→ **What is needed**
State how many lines in the records below contain the string "foliage" with matching case, and give only that number.

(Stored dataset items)

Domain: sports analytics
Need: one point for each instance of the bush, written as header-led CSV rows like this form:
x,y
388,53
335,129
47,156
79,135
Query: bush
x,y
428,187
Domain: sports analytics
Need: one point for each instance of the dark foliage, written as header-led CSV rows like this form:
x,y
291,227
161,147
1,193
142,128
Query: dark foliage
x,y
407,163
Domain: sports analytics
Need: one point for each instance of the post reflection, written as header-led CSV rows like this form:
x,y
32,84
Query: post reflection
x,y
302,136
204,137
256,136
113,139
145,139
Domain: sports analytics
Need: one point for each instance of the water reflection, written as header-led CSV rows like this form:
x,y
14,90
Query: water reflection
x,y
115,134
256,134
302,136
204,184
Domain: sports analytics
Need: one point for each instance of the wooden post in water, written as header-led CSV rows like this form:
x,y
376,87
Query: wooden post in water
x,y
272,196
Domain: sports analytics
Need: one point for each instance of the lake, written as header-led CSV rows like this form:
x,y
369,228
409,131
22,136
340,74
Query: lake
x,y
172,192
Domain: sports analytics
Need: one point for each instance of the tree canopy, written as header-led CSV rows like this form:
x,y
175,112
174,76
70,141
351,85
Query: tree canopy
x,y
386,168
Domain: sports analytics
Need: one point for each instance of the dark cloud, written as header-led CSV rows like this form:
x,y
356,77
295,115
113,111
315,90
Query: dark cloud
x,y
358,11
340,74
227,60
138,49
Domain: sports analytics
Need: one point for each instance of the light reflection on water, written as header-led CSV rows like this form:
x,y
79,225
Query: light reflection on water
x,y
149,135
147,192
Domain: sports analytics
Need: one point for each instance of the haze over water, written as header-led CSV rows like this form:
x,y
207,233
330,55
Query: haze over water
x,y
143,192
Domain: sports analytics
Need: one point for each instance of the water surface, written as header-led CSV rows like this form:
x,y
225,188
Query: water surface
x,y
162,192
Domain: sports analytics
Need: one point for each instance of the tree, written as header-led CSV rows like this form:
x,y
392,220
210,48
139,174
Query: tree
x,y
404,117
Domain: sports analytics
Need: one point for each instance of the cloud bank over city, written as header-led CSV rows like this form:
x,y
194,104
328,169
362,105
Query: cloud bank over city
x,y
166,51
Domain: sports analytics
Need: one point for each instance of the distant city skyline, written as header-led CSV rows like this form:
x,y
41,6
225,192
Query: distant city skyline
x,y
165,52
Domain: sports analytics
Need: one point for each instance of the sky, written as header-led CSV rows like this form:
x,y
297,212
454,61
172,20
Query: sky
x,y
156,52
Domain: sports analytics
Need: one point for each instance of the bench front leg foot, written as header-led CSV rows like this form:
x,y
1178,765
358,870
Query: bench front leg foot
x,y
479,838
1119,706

---

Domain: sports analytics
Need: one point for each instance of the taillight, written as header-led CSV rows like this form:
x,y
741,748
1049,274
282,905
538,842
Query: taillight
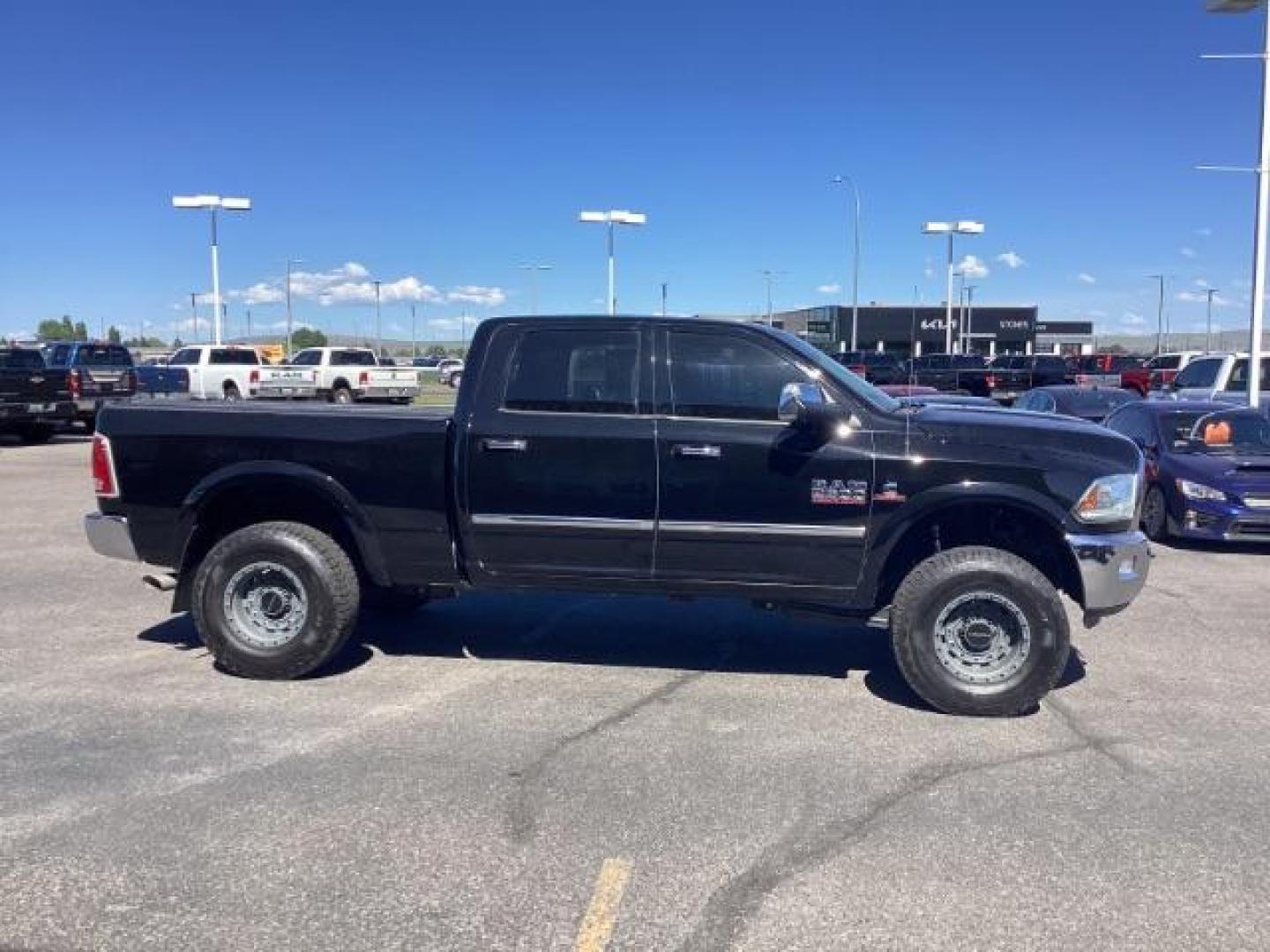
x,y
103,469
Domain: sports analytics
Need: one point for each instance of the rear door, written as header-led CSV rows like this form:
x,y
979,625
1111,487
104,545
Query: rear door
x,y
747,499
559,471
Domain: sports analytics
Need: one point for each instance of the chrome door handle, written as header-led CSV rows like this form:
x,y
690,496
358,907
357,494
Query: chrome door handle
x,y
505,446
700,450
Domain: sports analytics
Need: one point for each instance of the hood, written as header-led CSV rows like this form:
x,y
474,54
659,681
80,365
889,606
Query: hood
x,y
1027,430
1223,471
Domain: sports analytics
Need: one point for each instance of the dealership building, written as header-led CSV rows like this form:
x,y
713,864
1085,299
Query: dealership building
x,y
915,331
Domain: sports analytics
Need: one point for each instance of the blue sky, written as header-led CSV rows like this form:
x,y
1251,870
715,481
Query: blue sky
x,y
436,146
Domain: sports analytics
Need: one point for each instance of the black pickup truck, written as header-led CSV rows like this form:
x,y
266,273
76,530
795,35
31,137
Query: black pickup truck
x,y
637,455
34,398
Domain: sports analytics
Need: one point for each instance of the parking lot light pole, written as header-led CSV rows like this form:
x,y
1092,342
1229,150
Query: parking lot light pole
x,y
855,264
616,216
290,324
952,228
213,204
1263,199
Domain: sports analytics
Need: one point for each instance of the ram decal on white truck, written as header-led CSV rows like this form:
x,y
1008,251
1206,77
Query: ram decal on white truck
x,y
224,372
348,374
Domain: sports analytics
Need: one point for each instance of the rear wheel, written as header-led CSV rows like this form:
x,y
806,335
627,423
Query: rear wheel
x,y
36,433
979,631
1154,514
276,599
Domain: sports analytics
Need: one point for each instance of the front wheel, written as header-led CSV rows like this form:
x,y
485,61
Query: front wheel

→ **Complete response**
2